**DIRECTIONS FOR THIS TASK:**
Count the lines in the records below that contain the string "garage", treating uppercase and lowercase letters as distinct. Reply with the number alone.

**SUPPLIED INFORMATION:**

^^^^^^^^^^^^^^^^

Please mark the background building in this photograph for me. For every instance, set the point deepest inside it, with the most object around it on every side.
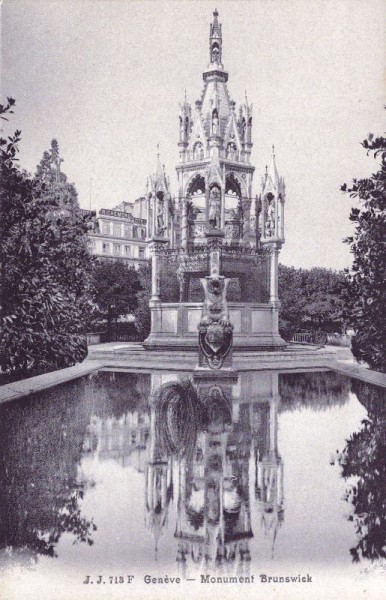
(120, 233)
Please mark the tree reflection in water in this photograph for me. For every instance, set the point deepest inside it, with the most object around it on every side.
(364, 458)
(40, 492)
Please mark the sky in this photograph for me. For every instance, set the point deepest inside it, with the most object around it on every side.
(105, 78)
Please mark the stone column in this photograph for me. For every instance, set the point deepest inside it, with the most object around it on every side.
(148, 230)
(274, 293)
(246, 204)
(154, 220)
(155, 247)
(184, 223)
(222, 219)
(215, 239)
(166, 205)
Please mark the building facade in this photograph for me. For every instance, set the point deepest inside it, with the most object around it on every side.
(120, 233)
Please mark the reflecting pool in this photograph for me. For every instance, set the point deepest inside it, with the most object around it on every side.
(160, 472)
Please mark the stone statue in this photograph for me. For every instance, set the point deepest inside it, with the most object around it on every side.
(214, 208)
(231, 154)
(215, 328)
(215, 123)
(160, 216)
(270, 219)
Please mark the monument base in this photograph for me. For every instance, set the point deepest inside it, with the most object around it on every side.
(174, 326)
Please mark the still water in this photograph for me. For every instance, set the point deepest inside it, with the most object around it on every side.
(161, 472)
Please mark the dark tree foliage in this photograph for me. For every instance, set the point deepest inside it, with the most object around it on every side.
(45, 266)
(142, 312)
(115, 290)
(365, 294)
(310, 299)
(364, 459)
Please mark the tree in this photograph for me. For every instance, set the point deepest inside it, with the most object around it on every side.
(142, 312)
(365, 293)
(115, 288)
(310, 299)
(45, 267)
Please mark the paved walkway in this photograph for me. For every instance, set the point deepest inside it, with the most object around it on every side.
(126, 355)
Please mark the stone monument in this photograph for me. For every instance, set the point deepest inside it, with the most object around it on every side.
(215, 214)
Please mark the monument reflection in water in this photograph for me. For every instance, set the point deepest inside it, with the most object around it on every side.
(213, 524)
(199, 460)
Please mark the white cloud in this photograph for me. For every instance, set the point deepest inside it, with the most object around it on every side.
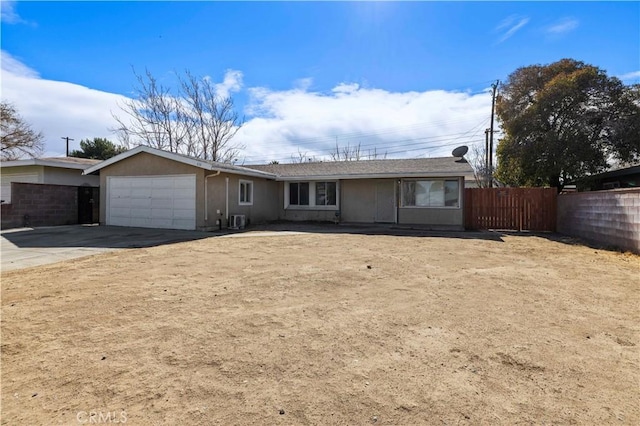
(510, 25)
(630, 76)
(232, 83)
(405, 124)
(8, 14)
(563, 26)
(57, 108)
(281, 122)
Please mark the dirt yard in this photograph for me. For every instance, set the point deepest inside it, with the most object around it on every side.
(326, 329)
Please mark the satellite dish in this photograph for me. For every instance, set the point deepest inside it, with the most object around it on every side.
(460, 151)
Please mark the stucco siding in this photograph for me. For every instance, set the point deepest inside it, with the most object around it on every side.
(263, 208)
(144, 164)
(358, 201)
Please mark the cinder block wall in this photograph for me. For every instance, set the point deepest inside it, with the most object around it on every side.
(610, 218)
(45, 205)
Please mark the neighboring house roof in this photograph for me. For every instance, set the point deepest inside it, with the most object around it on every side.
(196, 162)
(367, 169)
(617, 172)
(61, 162)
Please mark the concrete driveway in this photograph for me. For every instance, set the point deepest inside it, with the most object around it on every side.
(26, 247)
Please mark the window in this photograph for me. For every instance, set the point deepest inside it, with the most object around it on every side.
(245, 196)
(299, 193)
(325, 193)
(309, 195)
(430, 193)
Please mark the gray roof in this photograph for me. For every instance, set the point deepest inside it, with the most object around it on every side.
(61, 162)
(423, 167)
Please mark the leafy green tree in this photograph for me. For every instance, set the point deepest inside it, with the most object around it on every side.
(97, 149)
(563, 121)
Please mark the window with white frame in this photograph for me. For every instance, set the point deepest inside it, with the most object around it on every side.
(431, 193)
(325, 193)
(312, 194)
(299, 194)
(245, 196)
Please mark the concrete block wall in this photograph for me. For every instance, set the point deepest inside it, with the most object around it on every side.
(45, 205)
(610, 218)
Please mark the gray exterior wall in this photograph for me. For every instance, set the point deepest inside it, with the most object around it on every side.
(264, 207)
(358, 201)
(59, 176)
(358, 205)
(609, 218)
(144, 164)
(441, 217)
(36, 204)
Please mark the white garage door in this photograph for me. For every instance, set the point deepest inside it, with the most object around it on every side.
(152, 202)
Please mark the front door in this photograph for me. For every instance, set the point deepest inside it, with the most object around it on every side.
(85, 204)
(386, 201)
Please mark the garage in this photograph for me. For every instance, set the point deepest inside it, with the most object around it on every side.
(167, 202)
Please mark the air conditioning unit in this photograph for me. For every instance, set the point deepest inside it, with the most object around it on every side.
(237, 221)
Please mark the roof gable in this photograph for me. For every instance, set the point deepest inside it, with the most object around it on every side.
(59, 162)
(363, 169)
(196, 162)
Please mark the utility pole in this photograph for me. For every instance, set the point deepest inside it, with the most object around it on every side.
(493, 108)
(485, 173)
(67, 138)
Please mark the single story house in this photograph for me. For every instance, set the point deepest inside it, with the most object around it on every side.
(420, 191)
(624, 177)
(48, 191)
(153, 188)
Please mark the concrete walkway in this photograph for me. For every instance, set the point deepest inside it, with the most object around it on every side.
(26, 247)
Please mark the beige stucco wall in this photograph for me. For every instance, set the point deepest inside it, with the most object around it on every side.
(263, 209)
(358, 201)
(58, 176)
(440, 216)
(144, 164)
(358, 205)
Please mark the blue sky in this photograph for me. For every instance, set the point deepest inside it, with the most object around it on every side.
(407, 78)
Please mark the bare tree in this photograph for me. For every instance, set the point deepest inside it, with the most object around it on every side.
(18, 139)
(212, 118)
(302, 157)
(353, 153)
(196, 121)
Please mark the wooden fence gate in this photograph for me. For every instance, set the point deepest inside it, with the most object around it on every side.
(521, 209)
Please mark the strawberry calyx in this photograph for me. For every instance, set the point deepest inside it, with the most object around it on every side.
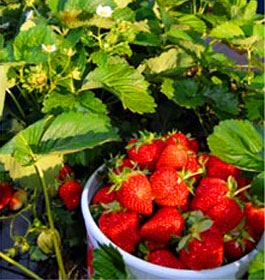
(196, 223)
(233, 191)
(144, 138)
(118, 179)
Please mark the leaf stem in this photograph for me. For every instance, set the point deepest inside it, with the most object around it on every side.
(51, 223)
(17, 103)
(21, 267)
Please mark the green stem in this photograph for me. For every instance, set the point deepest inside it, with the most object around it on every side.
(249, 66)
(17, 103)
(194, 7)
(51, 223)
(21, 267)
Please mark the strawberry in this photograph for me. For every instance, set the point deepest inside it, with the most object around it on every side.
(203, 246)
(133, 191)
(204, 253)
(255, 218)
(178, 138)
(194, 145)
(165, 223)
(173, 156)
(104, 196)
(165, 258)
(214, 198)
(226, 215)
(6, 193)
(238, 242)
(122, 228)
(19, 198)
(145, 151)
(70, 193)
(121, 163)
(152, 245)
(65, 171)
(168, 189)
(216, 168)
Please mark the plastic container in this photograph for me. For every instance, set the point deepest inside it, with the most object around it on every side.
(141, 269)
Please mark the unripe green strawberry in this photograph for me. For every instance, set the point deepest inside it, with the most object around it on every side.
(19, 198)
(45, 240)
(70, 192)
(133, 191)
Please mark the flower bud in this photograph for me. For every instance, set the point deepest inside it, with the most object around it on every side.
(45, 241)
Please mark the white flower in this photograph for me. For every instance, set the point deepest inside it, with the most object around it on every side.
(4, 25)
(104, 11)
(49, 48)
(29, 14)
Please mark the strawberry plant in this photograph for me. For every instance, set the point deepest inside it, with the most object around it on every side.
(79, 78)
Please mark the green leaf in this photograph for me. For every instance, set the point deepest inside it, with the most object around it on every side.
(226, 30)
(177, 33)
(108, 263)
(257, 186)
(238, 142)
(3, 87)
(254, 104)
(147, 39)
(166, 61)
(126, 83)
(256, 266)
(250, 9)
(28, 44)
(185, 93)
(194, 22)
(26, 176)
(83, 101)
(224, 102)
(46, 141)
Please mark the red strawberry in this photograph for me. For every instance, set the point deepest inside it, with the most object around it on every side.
(152, 245)
(104, 196)
(210, 192)
(226, 215)
(144, 151)
(134, 192)
(70, 192)
(65, 171)
(122, 228)
(165, 223)
(6, 193)
(165, 258)
(219, 169)
(255, 218)
(173, 156)
(168, 189)
(212, 197)
(204, 253)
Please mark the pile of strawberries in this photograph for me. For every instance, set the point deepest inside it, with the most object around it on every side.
(173, 206)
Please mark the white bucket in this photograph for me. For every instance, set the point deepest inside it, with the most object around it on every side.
(141, 269)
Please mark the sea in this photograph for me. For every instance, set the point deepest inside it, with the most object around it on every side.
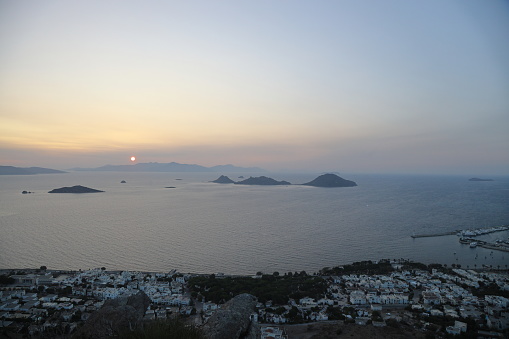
(202, 227)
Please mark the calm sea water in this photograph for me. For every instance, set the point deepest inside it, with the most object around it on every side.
(204, 227)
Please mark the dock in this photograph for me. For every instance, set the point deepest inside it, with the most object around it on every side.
(433, 234)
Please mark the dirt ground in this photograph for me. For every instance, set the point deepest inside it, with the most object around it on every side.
(337, 330)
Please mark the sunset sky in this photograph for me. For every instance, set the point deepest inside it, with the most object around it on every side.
(348, 86)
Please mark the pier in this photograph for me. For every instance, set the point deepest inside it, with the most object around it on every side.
(433, 234)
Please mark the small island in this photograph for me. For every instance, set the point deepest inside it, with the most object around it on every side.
(75, 189)
(330, 180)
(261, 181)
(223, 180)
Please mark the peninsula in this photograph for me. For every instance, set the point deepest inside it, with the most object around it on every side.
(261, 181)
(171, 167)
(330, 180)
(75, 189)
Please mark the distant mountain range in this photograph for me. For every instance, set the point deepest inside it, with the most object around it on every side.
(11, 170)
(171, 167)
(324, 180)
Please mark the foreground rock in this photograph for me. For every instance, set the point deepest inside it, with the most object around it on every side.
(232, 320)
(223, 180)
(115, 317)
(262, 181)
(330, 180)
(75, 189)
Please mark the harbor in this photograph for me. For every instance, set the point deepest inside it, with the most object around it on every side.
(467, 237)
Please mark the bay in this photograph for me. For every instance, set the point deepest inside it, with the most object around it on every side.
(202, 227)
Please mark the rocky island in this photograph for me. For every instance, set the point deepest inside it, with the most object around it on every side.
(330, 180)
(261, 181)
(223, 180)
(75, 189)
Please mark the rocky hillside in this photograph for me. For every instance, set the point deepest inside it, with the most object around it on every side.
(232, 319)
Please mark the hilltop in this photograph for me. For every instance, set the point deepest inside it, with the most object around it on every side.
(75, 189)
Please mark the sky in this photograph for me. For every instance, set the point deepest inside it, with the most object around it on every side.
(348, 86)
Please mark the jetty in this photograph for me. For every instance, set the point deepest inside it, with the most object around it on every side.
(433, 234)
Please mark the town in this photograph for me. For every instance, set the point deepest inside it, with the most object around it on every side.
(435, 300)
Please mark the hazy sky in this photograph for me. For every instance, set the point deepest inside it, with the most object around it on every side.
(348, 86)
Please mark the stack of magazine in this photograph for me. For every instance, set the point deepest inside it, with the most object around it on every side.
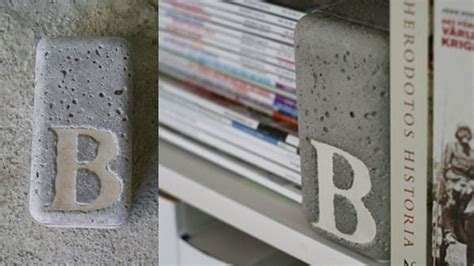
(227, 87)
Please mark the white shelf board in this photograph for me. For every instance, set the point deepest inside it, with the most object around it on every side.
(250, 208)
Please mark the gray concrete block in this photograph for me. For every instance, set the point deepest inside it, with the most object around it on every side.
(342, 71)
(81, 151)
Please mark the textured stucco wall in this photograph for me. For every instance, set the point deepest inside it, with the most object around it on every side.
(22, 24)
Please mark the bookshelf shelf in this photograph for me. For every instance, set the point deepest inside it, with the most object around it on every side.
(248, 207)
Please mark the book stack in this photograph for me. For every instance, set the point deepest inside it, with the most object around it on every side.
(227, 87)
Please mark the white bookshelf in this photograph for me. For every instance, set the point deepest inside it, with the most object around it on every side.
(248, 207)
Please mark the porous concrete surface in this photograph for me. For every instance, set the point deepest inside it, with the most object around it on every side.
(22, 24)
(81, 84)
(342, 71)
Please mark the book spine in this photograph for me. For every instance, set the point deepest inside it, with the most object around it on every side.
(166, 38)
(216, 108)
(225, 42)
(272, 183)
(230, 118)
(212, 29)
(209, 10)
(220, 126)
(409, 92)
(271, 9)
(229, 23)
(196, 80)
(251, 13)
(238, 72)
(453, 122)
(183, 68)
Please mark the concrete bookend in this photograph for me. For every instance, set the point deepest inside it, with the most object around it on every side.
(81, 153)
(342, 70)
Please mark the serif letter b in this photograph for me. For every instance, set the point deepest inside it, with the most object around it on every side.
(67, 167)
(366, 228)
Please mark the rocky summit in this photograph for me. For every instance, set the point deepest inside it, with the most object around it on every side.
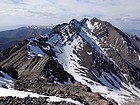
(87, 62)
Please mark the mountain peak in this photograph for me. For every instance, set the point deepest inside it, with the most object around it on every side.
(92, 52)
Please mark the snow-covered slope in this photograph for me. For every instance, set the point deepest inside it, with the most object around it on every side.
(93, 52)
(22, 94)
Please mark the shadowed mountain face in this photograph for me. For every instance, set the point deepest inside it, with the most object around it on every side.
(10, 38)
(92, 52)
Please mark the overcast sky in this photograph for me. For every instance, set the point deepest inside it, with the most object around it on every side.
(121, 13)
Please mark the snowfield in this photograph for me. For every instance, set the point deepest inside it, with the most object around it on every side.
(22, 94)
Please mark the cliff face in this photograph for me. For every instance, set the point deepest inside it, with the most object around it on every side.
(92, 52)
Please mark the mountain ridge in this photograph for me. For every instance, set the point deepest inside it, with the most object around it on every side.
(94, 52)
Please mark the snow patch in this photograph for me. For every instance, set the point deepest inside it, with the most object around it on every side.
(22, 94)
(89, 53)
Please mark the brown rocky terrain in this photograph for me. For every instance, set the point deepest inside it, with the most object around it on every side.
(93, 50)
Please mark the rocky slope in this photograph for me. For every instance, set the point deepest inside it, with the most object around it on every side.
(92, 52)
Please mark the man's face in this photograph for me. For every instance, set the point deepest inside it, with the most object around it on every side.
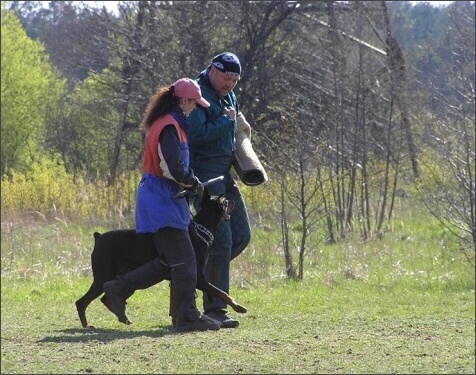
(221, 82)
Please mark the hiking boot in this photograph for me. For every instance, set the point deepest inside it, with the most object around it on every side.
(224, 320)
(203, 323)
(114, 300)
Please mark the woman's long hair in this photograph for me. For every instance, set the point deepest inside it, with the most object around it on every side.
(160, 104)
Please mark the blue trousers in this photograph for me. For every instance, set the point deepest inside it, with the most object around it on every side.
(231, 238)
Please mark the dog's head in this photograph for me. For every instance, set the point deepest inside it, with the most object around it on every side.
(213, 210)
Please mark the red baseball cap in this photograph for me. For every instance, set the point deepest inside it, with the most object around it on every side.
(187, 88)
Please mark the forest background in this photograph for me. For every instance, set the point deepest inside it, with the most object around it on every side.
(363, 245)
(356, 107)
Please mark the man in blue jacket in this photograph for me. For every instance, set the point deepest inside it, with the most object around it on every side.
(211, 138)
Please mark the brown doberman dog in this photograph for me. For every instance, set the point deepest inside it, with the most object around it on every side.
(119, 251)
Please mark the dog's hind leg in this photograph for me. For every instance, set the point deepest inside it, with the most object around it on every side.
(81, 304)
(211, 289)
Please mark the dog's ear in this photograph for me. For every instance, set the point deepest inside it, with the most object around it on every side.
(206, 194)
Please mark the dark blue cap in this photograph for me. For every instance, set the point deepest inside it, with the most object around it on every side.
(227, 62)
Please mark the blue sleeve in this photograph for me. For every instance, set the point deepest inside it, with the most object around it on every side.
(172, 164)
(208, 125)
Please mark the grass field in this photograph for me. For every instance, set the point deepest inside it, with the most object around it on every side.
(405, 304)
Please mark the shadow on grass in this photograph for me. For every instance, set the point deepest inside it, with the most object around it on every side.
(105, 335)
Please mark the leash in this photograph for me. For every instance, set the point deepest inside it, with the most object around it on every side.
(203, 232)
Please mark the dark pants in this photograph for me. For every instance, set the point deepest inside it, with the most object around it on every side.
(231, 238)
(177, 260)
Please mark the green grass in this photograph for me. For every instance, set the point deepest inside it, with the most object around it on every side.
(403, 304)
(291, 327)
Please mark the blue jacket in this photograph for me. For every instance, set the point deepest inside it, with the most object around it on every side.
(165, 172)
(211, 135)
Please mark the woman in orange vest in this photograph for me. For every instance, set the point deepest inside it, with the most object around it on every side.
(165, 164)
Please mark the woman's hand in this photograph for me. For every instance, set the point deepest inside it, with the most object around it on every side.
(230, 112)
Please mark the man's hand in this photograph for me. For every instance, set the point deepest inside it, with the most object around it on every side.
(230, 112)
(196, 187)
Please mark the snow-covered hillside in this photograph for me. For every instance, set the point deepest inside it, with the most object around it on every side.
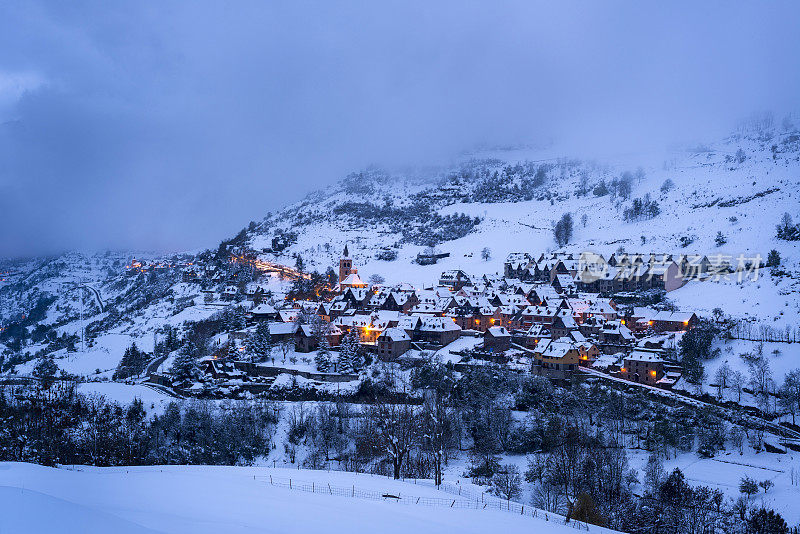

^^^^^^^^^^^^^^^^

**SOLUTION FOR THIS PROBLEM:**
2